§ **Dataset records**:
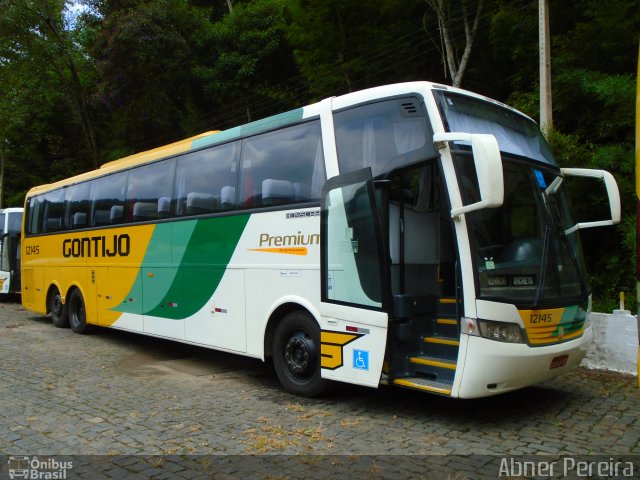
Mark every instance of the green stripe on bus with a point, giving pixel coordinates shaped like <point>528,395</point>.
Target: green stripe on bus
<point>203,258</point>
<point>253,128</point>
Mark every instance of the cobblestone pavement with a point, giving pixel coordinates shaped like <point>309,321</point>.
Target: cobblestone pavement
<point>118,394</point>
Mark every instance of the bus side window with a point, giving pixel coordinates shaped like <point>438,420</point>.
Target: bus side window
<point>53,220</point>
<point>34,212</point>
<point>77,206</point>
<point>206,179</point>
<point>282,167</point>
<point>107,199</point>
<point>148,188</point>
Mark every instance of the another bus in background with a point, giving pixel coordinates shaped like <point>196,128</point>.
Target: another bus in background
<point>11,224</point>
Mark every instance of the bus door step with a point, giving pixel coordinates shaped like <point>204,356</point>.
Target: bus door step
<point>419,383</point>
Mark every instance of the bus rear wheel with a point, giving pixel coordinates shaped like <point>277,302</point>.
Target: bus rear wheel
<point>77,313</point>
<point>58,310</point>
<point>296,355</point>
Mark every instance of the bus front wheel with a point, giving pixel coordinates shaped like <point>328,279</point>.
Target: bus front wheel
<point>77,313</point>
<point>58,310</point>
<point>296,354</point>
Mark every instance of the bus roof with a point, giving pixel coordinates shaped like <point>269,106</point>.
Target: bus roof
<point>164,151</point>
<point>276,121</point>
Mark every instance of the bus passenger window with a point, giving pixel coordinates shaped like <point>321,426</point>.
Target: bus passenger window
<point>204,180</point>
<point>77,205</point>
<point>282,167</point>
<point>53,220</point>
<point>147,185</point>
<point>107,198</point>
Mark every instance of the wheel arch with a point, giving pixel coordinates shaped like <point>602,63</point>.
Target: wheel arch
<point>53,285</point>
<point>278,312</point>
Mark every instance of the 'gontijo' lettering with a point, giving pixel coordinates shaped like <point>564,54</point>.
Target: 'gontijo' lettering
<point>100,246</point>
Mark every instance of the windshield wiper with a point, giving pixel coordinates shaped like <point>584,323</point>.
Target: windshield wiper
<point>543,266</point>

==

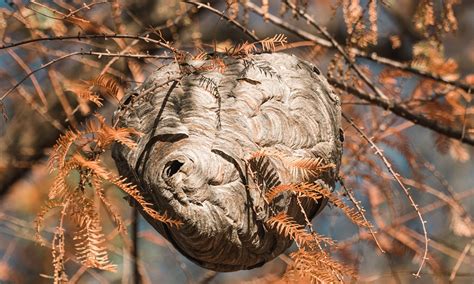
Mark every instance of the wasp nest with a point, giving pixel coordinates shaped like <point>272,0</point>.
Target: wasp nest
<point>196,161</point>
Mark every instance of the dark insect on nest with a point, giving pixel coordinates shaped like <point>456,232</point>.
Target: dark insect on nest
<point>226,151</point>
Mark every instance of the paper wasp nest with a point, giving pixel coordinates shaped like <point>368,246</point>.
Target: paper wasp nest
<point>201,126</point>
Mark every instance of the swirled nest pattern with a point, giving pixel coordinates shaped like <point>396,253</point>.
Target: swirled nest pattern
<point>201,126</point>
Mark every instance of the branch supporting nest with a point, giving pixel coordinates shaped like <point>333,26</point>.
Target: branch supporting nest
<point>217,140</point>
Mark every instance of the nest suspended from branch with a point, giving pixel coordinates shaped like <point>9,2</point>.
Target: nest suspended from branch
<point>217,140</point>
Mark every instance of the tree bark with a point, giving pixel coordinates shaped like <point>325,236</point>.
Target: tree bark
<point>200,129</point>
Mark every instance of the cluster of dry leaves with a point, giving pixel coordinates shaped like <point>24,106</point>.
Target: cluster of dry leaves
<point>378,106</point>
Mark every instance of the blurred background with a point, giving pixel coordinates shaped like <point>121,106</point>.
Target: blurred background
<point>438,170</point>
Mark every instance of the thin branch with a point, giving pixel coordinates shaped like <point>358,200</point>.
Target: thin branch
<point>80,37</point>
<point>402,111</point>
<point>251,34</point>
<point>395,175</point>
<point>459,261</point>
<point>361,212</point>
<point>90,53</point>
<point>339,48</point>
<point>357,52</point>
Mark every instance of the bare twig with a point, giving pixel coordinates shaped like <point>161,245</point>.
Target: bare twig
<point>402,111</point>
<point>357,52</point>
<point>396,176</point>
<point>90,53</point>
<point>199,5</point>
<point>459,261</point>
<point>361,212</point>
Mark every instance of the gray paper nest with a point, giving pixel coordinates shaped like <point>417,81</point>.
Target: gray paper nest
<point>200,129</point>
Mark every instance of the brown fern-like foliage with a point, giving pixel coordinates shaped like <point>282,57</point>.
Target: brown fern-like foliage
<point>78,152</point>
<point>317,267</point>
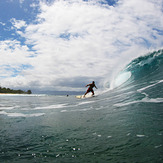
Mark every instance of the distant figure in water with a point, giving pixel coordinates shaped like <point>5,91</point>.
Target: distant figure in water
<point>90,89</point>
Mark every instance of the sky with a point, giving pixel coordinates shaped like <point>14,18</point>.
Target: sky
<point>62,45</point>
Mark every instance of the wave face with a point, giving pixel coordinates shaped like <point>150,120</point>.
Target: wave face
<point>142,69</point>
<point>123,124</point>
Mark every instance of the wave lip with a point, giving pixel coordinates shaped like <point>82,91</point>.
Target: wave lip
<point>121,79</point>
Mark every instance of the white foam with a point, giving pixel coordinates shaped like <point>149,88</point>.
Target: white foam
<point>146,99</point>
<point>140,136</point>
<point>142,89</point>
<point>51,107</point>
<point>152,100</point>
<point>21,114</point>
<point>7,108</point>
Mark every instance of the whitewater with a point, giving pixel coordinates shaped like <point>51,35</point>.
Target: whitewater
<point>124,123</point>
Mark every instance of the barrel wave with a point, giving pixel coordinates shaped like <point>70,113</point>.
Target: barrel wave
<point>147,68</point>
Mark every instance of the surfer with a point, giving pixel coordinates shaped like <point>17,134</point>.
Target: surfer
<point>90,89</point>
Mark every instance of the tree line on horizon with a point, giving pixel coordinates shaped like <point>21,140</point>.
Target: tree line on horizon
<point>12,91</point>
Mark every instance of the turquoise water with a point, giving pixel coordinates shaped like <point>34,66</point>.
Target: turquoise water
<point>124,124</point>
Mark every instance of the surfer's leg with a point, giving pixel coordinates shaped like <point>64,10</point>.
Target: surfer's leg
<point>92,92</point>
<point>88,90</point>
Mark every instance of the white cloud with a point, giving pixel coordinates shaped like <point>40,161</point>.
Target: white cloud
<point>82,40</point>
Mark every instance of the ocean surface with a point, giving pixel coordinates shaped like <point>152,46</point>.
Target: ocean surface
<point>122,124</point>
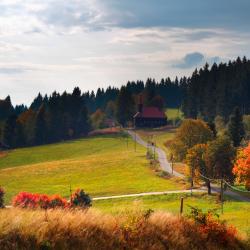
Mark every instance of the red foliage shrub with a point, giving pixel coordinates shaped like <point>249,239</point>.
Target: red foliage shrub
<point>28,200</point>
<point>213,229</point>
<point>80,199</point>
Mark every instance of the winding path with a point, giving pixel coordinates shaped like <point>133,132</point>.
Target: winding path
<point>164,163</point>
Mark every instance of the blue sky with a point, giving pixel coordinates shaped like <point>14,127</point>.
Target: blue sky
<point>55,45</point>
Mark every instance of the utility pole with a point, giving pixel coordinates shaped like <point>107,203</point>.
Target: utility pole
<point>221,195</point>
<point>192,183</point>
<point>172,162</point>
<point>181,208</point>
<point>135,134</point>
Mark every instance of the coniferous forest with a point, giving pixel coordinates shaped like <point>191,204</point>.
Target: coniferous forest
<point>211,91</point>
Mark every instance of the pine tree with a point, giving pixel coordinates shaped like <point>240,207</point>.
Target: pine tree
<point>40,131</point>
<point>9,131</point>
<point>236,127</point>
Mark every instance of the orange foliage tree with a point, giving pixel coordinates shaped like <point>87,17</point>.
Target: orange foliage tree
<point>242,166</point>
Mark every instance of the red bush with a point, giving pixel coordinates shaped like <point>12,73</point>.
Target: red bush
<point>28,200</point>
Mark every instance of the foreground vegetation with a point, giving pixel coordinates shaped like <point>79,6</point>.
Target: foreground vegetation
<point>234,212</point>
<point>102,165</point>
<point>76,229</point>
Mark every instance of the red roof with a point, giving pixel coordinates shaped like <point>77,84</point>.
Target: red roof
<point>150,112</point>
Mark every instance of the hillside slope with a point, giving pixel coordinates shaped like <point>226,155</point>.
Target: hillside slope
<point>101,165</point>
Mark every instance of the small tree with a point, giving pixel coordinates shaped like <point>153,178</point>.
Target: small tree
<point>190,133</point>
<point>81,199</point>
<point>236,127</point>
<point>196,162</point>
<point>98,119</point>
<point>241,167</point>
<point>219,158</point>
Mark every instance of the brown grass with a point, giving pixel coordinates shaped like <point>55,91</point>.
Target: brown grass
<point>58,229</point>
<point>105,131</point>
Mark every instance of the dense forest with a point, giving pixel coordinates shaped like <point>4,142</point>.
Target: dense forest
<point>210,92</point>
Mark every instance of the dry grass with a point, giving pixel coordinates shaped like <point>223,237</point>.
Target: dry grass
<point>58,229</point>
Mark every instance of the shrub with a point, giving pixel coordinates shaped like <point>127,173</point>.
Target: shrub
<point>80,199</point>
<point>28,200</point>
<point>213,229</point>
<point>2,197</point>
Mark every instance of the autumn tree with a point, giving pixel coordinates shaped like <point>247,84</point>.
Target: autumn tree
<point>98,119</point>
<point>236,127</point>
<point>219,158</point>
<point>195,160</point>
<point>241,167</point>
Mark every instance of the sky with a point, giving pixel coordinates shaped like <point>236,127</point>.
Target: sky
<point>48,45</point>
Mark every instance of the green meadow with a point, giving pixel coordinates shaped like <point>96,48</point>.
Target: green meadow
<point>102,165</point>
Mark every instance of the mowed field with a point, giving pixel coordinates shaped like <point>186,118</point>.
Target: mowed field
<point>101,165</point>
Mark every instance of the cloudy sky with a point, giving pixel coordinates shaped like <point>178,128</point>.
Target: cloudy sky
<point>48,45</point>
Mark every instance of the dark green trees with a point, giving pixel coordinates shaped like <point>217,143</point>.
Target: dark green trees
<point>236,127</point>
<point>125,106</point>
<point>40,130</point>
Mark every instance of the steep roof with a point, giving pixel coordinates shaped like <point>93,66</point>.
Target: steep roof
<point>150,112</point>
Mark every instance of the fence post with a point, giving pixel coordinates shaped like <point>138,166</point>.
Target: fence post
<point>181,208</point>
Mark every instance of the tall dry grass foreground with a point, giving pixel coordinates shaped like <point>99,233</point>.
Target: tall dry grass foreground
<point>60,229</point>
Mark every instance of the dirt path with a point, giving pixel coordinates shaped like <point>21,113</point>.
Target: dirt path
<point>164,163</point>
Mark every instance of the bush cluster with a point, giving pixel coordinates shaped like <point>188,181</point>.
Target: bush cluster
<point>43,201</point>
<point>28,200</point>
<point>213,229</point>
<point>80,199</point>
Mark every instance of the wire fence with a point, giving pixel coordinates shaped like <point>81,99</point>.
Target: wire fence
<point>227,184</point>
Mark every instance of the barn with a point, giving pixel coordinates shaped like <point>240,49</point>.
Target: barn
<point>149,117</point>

==

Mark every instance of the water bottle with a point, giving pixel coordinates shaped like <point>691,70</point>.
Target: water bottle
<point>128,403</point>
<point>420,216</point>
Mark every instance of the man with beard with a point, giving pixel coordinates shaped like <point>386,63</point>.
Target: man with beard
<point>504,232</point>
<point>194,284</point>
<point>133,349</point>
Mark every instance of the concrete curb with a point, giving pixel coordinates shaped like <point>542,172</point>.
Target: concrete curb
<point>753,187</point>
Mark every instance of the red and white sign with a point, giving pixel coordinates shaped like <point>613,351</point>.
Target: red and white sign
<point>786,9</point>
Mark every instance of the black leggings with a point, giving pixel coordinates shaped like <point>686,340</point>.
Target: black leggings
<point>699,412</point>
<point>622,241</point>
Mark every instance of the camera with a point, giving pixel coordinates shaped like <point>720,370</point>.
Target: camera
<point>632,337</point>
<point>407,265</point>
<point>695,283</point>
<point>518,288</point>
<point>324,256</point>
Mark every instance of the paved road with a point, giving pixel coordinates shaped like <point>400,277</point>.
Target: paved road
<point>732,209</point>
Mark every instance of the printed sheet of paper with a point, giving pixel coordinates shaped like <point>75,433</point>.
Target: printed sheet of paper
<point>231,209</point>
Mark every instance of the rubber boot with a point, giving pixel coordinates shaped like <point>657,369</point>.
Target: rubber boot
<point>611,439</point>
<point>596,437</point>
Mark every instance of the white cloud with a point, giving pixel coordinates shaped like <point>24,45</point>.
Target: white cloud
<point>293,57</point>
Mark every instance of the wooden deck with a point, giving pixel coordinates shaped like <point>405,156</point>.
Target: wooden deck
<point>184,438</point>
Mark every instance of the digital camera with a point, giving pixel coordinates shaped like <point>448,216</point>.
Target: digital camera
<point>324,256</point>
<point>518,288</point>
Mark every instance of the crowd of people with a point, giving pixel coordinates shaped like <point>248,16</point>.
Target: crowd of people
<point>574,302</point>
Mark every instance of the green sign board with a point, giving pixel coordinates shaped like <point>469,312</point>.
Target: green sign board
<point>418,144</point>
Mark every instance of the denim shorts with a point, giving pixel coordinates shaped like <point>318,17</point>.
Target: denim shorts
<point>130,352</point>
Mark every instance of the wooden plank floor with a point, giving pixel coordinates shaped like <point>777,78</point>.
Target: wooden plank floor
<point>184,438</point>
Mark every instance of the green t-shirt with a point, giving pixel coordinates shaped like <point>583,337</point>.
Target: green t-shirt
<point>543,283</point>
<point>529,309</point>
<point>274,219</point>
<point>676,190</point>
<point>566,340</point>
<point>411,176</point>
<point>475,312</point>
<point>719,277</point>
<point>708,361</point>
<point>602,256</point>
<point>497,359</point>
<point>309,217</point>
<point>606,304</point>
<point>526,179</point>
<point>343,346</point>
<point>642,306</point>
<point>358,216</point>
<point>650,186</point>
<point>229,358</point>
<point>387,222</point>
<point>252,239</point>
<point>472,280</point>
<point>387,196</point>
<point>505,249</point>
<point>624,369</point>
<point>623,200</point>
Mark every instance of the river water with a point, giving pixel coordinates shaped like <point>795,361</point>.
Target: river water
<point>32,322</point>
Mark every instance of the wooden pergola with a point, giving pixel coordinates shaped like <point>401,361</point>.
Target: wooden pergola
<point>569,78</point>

§ **Your task**: All lines above between those holding "Mark every instance of the green stripe" and "Mark every instance of the bus passenger", inclusive, must be set down unchanged, and no other line may be included.

§ **Solved exercise**:
Mark every instance of the green stripe on bus with a point, giving pixel coordinates shaped like <point>528,395</point>.
Target: green stripe on bus
<point>203,258</point>
<point>253,128</point>
Mark every instance of the cobblestone pavement with a point, giving pixel coordinates shaped like <point>309,321</point>.
Target: cobblestone pavement
<point>118,394</point>
Mark every instance of the bus side window with a point, giving pixel coordinates shaped like <point>438,420</point>.
Target: bus side window
<point>53,220</point>
<point>34,212</point>
<point>77,206</point>
<point>206,179</point>
<point>282,167</point>
<point>107,199</point>
<point>148,188</point>
Mark every instance of the another bus in background with a point, giving pixel coordinates shaped like <point>196,128</point>.
Target: another bus in background
<point>11,224</point>
Mark every instance of the bus door step with a point, giving pixel coordinates shaped like <point>204,356</point>.
Target: bus door step
<point>419,383</point>
Mark every instance of the bus rear wheel with a point, giving pixel coordinates shaped like <point>277,302</point>.
Target: bus rear wheel
<point>77,313</point>
<point>58,310</point>
<point>296,355</point>
Mark every instance of the bus front wheel with a point, giving pixel coordinates shaped like <point>328,279</point>.
Target: bus front wheel
<point>77,313</point>
<point>58,310</point>
<point>296,354</point>
Mark every instance of the bus roof with a point, giving pixel coordinates shaped like <point>269,106</point>.
Target: bus roof
<point>164,151</point>
<point>276,121</point>
Mark every instance of the bus passenger window with a point, giving pixel coordinates shaped like <point>321,426</point>.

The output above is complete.